GIVEN RECORDS -
** Begin **
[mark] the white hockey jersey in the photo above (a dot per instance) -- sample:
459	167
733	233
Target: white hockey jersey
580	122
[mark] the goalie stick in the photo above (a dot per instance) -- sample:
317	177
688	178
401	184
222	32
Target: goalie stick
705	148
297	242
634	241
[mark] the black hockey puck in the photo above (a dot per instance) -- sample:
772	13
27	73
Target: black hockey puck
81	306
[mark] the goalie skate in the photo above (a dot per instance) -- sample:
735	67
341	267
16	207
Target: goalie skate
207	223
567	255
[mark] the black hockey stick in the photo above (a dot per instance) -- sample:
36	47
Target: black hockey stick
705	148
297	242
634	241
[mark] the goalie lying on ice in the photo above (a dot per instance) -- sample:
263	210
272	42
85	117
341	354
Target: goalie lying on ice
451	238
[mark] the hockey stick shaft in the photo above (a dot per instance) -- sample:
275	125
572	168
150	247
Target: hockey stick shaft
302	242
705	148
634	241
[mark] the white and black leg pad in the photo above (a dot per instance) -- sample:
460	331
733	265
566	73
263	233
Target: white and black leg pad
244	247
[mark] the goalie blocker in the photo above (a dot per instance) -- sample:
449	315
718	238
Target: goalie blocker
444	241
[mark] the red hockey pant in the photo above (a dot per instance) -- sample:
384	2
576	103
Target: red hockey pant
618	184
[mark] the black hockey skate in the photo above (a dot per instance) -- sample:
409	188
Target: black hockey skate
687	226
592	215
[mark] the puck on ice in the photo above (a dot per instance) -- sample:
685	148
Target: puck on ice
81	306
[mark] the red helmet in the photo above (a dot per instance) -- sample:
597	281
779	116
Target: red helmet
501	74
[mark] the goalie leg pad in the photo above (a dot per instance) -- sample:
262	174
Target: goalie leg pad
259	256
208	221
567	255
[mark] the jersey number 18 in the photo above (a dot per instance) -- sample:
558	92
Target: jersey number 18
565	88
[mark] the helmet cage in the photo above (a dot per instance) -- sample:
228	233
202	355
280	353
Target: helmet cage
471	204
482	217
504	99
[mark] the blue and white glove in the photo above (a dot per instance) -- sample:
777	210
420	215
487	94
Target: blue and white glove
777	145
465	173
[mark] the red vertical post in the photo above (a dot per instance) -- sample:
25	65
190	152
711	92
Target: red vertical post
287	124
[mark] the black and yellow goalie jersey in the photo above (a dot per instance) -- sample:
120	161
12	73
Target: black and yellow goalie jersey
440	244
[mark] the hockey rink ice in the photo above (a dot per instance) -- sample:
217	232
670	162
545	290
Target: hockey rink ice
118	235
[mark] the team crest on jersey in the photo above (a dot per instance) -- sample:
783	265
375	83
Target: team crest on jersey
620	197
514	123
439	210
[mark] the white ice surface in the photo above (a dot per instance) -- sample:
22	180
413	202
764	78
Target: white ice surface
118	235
** End **
** Begin **
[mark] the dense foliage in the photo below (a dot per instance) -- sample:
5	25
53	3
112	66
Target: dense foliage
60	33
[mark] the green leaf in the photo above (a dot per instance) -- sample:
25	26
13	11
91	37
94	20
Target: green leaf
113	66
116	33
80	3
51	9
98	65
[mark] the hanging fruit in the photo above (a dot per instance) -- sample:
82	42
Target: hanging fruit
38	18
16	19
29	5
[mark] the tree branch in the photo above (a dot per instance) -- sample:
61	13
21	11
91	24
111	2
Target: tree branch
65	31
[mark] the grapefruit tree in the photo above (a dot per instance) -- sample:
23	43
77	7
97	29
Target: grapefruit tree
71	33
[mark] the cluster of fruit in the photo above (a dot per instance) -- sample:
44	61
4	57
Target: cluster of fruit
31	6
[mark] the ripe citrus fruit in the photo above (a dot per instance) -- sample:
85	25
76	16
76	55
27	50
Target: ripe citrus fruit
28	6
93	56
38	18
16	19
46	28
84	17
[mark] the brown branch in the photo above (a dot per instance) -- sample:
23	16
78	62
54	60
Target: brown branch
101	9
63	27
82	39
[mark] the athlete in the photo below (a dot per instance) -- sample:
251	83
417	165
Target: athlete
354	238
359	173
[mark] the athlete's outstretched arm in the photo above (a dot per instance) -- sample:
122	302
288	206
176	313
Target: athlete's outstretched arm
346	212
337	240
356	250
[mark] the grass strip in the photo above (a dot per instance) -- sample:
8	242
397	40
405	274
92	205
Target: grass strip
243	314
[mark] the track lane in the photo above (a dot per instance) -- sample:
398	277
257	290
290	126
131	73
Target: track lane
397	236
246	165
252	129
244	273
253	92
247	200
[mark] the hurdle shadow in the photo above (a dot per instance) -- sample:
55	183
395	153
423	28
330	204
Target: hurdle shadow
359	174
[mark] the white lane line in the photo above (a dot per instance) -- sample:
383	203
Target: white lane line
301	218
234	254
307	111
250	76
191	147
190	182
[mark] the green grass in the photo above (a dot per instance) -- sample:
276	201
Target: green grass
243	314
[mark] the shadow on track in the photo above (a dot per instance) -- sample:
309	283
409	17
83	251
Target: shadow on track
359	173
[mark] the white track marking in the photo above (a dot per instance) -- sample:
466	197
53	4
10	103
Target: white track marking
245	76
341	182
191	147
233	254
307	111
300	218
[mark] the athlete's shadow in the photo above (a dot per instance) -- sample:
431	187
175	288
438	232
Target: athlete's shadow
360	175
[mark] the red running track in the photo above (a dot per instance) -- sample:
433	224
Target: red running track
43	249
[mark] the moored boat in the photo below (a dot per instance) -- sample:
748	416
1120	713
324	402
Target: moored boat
** End **
** Begin **
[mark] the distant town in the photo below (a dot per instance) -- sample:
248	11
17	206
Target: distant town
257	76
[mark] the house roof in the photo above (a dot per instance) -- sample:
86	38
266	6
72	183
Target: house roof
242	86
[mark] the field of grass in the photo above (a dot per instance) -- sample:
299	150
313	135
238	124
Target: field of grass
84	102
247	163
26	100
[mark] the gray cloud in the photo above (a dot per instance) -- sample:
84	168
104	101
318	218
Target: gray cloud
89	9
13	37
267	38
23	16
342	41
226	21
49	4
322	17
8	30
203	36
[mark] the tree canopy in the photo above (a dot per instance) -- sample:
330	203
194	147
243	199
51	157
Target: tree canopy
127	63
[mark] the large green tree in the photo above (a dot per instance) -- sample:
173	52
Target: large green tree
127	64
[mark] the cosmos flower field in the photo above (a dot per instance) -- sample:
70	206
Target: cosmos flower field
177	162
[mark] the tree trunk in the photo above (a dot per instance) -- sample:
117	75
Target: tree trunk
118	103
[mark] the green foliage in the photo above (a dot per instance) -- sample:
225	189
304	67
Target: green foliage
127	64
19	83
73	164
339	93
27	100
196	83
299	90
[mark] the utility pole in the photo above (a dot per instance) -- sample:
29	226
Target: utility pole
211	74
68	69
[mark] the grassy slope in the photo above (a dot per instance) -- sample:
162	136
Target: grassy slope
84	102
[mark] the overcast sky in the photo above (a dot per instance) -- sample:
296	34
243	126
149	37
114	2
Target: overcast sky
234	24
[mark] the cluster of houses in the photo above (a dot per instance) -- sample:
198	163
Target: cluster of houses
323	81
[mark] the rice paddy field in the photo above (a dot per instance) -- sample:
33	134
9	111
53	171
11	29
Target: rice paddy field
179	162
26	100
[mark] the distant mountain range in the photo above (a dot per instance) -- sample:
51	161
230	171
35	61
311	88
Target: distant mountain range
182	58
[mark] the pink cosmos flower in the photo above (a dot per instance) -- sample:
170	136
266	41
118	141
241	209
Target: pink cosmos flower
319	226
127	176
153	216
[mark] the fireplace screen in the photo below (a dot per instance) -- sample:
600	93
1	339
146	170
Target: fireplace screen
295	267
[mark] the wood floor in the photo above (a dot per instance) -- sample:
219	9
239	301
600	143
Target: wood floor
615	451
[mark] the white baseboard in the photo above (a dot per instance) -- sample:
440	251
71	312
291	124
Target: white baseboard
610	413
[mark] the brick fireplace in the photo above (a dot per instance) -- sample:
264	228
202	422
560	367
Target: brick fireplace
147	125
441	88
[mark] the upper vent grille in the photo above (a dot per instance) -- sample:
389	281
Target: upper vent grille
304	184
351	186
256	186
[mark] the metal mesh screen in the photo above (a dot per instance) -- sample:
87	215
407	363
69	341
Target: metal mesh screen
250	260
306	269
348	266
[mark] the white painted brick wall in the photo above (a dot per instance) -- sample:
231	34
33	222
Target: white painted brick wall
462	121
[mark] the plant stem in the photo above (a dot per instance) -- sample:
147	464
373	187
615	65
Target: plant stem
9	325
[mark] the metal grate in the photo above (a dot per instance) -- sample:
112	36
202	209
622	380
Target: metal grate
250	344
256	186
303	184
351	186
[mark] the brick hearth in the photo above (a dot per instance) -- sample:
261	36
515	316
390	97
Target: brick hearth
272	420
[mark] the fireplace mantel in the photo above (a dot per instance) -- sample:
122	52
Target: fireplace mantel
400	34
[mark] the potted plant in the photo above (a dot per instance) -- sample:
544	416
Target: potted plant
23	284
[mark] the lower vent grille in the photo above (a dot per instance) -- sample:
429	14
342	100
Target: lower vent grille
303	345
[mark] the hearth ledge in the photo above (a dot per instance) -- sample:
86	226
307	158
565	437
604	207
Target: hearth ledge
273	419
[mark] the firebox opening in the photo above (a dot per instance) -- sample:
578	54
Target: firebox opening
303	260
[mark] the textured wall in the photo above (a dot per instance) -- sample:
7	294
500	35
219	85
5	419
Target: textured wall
** End **
WHAT YOU SHOULD DO - Pull out every line of the data above that contains the string "ripe", treating uppercase and lowercase as distinct.

WRITTEN REPLY -
[mark] the ripe citrus fruit in the photo above (a dot per instance) -- sample:
Target: ripe citrus fruit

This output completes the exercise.